Did the new Liberal budget put the Parti Québécois’s eagerly anticipated $3.7-billion plan to boost research and innovation on ice?
That was one of the big questions that emerged in the university sector after Philippe Couillard’s government presented its first budget on Wednesday.
However, higher education fared better than many other sectors which had significantly smaller increases in their overall budgets — and it contained one nugget of good news for McGill University with its commitment to set aside $50 million to conduct feasibility studies on major projects considered a priority.
One of the projects outlined is a new use for the Royal Victoria Hospital site, which McGill is gunning to acquire.
However, it is the future of research in Quebec that had some in the university community worried. The five-year unprecedented National Research and Innovation Policy, announced with much hype just last fall, will now be reviewed — something that shocked the president of Quebec’s largest university student association, the FEUQ.
“This was something that was started by the Liberals, announced by the PQ, and was supposed to kick in this year,” Jonathan Bouchard said. “We are now really wondering about this government’s priorities and what will happen with research and innovation.”
He said The Fonds de recherche du Québec will also get less money than the PQ had pledged for research this year, although the Liberals have committed $500,000 a year for three years to support university entrepreneurship centres, which aim to promote innovation stemming from university research.

*Source information*:
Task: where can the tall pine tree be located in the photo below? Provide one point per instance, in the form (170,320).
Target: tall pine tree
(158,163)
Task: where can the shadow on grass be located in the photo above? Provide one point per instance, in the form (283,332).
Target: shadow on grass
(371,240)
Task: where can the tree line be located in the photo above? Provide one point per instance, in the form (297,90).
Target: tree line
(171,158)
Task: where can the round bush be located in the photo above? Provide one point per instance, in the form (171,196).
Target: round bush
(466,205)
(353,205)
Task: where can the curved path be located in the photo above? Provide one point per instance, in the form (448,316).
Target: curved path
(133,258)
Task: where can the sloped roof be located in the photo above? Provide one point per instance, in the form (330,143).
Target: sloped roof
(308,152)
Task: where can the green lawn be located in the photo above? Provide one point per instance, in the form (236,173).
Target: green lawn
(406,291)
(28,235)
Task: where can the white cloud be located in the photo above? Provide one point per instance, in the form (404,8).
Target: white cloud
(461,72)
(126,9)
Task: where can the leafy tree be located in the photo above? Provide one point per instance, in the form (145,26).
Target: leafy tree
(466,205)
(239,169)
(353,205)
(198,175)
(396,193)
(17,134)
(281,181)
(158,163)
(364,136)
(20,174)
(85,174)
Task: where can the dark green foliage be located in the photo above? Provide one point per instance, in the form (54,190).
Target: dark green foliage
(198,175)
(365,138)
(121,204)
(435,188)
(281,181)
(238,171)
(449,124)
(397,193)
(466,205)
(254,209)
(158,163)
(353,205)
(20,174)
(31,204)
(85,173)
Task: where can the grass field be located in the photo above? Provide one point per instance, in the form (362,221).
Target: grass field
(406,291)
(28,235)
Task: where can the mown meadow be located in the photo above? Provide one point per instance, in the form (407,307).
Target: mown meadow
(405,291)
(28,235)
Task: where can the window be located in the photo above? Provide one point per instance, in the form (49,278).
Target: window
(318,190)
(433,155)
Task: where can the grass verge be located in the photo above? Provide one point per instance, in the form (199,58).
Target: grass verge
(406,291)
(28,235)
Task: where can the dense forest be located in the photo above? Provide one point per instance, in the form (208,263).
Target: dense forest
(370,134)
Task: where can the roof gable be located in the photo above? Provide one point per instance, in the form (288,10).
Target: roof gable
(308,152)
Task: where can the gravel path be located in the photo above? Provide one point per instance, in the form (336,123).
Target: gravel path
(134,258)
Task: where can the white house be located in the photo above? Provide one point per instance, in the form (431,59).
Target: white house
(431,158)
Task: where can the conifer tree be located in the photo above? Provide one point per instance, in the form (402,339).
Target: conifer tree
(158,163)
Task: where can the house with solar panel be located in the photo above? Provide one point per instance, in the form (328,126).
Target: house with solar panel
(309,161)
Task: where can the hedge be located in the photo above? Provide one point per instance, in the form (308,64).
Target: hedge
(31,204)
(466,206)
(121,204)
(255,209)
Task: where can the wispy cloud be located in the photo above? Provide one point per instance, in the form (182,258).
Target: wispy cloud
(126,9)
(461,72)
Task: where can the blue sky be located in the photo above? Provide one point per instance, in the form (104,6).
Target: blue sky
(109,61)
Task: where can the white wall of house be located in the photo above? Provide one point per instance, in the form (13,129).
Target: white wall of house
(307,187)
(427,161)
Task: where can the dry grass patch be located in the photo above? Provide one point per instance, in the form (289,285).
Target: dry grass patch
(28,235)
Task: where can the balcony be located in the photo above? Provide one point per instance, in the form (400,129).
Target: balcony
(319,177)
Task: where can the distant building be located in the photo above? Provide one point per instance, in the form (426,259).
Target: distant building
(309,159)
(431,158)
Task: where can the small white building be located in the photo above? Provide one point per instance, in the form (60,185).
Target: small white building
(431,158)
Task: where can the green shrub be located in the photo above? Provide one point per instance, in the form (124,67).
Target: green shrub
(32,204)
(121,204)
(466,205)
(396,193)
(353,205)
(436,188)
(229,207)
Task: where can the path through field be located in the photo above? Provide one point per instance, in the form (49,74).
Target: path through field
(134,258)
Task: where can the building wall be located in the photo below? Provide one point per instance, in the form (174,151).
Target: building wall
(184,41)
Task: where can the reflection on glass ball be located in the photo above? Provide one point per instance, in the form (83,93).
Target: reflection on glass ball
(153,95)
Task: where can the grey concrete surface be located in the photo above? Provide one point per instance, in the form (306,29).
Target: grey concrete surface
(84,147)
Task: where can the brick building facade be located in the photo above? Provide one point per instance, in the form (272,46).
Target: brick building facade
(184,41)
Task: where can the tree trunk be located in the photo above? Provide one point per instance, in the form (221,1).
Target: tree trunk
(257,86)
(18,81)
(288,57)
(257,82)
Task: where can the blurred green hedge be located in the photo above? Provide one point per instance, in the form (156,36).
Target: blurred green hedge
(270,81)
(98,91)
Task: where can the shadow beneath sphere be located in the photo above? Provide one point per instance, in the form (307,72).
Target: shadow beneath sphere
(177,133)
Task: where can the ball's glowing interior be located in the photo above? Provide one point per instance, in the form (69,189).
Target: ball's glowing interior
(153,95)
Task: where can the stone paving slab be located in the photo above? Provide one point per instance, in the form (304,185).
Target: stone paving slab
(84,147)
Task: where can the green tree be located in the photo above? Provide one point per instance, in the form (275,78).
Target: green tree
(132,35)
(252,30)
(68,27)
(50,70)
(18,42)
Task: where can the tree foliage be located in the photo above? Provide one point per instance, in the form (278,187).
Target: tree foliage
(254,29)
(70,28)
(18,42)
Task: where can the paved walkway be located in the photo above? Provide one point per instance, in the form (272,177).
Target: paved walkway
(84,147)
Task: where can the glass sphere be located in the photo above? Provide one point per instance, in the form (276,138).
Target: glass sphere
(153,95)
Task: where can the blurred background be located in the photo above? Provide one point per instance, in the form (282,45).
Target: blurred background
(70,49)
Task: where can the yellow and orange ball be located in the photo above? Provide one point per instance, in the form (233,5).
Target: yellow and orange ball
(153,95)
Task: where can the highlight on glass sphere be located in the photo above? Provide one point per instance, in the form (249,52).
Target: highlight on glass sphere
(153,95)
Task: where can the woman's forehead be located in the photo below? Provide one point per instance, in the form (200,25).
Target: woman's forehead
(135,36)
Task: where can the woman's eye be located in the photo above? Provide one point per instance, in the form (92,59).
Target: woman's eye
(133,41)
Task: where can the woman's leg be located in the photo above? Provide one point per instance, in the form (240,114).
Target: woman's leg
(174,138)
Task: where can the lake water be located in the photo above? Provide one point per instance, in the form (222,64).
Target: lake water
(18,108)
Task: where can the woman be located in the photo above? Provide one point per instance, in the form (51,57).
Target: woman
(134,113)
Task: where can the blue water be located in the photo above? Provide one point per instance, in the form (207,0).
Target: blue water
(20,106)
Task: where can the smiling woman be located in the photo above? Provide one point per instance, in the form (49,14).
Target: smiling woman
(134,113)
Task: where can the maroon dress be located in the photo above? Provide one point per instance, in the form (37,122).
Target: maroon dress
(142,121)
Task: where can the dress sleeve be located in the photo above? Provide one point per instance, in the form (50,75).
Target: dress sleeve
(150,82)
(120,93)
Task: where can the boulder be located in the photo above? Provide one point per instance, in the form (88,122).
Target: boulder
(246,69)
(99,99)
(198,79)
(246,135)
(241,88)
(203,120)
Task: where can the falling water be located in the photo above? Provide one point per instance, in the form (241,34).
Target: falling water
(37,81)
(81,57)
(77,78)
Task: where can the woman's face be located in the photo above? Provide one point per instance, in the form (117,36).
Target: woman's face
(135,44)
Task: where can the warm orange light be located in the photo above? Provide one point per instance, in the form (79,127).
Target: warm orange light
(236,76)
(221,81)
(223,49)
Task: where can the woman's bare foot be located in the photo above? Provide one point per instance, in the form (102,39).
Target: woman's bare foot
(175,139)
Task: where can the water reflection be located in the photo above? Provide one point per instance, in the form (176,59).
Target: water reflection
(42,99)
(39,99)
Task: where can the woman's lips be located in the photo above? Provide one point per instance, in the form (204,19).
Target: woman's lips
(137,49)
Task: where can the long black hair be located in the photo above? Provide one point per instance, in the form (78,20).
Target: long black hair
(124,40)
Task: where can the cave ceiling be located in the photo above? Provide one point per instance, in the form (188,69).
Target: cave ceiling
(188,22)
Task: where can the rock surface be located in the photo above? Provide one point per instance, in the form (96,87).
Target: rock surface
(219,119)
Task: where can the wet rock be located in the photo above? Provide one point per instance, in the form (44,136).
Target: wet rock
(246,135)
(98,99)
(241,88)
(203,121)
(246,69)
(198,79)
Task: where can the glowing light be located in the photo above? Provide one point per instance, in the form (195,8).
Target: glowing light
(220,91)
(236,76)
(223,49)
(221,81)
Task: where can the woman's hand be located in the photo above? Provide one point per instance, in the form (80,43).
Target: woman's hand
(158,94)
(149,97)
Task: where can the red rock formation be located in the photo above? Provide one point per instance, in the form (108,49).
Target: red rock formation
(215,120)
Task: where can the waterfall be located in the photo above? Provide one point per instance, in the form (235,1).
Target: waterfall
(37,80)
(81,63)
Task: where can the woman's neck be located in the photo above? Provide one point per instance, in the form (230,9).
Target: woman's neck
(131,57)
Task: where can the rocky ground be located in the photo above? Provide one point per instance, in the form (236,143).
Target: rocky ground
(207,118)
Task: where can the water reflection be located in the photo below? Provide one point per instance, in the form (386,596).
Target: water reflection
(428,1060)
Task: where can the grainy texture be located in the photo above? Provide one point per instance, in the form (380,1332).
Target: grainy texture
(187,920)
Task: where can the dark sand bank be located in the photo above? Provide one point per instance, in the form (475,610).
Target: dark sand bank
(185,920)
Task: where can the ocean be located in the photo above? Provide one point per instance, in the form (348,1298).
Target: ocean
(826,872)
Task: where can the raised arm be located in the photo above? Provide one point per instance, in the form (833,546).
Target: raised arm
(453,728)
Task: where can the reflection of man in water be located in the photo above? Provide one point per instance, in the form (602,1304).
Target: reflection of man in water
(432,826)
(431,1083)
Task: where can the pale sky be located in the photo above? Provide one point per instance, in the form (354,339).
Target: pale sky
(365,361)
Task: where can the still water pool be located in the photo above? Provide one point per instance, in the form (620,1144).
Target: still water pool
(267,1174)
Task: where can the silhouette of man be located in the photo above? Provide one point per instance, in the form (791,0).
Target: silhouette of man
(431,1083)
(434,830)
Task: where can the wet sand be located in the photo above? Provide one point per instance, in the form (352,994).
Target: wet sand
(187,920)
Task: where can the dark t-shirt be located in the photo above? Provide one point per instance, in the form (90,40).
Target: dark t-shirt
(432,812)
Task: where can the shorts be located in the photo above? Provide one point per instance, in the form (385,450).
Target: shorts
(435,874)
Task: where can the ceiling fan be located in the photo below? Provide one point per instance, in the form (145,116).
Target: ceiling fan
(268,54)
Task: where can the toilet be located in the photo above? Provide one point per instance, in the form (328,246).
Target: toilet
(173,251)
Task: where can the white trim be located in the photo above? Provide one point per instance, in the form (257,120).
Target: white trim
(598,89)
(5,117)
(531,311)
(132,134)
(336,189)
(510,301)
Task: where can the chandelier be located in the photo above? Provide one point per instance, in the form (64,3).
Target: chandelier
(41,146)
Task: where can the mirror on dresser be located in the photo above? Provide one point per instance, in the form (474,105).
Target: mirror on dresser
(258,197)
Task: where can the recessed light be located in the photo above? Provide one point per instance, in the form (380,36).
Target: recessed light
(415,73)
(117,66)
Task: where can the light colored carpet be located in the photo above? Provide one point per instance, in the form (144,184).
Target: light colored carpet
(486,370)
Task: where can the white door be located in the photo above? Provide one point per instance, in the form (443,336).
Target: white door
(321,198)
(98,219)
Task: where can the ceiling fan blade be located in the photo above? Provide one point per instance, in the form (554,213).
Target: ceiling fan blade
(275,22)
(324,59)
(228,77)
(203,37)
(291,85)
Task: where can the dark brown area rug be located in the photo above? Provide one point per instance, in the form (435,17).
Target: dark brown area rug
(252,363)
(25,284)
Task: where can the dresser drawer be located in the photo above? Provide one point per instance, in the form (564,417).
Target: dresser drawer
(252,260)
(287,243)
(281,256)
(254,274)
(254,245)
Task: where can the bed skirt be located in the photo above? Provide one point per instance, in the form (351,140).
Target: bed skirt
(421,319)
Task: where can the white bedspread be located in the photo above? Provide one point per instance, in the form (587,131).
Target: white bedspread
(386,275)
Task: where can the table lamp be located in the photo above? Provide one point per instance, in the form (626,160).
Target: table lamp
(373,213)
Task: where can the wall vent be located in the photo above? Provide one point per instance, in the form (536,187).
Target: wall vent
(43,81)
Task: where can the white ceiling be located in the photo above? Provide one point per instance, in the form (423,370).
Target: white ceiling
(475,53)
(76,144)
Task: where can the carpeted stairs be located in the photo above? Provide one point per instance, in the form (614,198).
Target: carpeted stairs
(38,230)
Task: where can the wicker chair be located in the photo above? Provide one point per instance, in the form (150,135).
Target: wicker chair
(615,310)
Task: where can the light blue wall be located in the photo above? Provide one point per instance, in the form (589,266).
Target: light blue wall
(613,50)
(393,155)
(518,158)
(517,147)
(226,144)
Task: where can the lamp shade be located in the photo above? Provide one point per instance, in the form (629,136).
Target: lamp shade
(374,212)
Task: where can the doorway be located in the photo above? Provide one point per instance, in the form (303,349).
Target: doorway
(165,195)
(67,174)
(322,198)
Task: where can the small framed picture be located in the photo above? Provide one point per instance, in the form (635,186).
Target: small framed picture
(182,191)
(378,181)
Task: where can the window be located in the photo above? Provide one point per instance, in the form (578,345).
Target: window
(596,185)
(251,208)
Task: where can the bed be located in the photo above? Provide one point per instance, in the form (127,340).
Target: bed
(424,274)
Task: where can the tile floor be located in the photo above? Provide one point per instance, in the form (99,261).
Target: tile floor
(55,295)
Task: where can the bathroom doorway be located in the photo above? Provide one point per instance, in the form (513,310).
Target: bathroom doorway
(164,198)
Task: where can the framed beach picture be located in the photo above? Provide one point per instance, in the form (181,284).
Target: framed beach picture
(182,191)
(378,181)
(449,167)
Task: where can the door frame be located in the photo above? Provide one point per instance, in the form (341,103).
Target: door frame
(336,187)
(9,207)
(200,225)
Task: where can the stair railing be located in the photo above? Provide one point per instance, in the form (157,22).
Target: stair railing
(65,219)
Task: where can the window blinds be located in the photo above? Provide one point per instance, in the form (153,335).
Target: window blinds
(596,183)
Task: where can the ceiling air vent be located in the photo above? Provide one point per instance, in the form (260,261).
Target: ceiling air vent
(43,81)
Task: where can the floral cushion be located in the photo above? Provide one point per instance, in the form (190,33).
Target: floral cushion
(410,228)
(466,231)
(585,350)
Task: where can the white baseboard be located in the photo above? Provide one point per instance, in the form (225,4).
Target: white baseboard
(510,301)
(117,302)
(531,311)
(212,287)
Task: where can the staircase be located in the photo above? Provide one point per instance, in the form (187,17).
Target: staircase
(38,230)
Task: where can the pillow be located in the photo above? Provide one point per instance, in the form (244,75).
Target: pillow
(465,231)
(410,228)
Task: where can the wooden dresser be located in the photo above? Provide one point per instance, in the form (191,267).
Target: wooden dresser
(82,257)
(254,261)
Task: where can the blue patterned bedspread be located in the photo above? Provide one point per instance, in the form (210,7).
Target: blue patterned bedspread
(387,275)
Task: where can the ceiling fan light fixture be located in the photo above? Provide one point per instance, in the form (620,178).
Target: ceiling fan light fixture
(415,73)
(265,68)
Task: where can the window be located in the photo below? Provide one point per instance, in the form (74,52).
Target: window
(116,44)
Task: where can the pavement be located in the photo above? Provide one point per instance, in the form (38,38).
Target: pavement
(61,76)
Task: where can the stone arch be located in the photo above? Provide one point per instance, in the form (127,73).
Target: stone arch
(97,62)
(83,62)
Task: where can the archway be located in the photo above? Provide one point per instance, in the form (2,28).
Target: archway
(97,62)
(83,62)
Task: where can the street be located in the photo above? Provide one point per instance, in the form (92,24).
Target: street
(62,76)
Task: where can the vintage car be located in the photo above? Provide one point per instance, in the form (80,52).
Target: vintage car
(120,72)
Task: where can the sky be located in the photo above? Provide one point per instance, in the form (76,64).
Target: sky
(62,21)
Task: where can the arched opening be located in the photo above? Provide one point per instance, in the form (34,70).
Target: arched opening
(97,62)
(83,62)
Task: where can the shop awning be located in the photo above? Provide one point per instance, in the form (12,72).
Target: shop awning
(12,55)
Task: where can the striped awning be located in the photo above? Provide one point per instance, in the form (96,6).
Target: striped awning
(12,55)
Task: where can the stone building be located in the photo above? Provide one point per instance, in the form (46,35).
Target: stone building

*To do*:
**1)** Can you rewrite the paragraph of the article on the Quebec budget that begins "However, higher education fared better" as a short list that keeps its main facts?
**2)** How would the article on the Quebec budget go on? Write the next part, starting after its last paragraph.
This material has no connection to the article on the Quebec budget.

*Task-by-task answers*:
**1)**
- Higher education fared better than many other sectors, whose overall budgets rose significantly less.
- For McGill University, the budget's good news was a commitment to set aside $50 million for feasibility studies on major projects considered a priority.

**2)**
That was a move the Fédération québécoise des professeures et professeurs d’université, the union representing most university professors in the province, labelled worrisome because it promotes targeted research that aims to be commercialized and which the FQPPU believes is “to the detriment of science and of the fundamental mission of the university.”
However, Olivier Marcil, vice-principal of communications for McGill University, said he thought the overall budget reflected the government’s commitment to higher education.
“Most sectors were limited to a 1.8-per-cent increase, but universities got six per cent, which is a positive signal,” Marcil said. He said universities will still have to “make efforts” to trim their expenses, but that it was heartening to see the government “understands the value of the higher education sector.”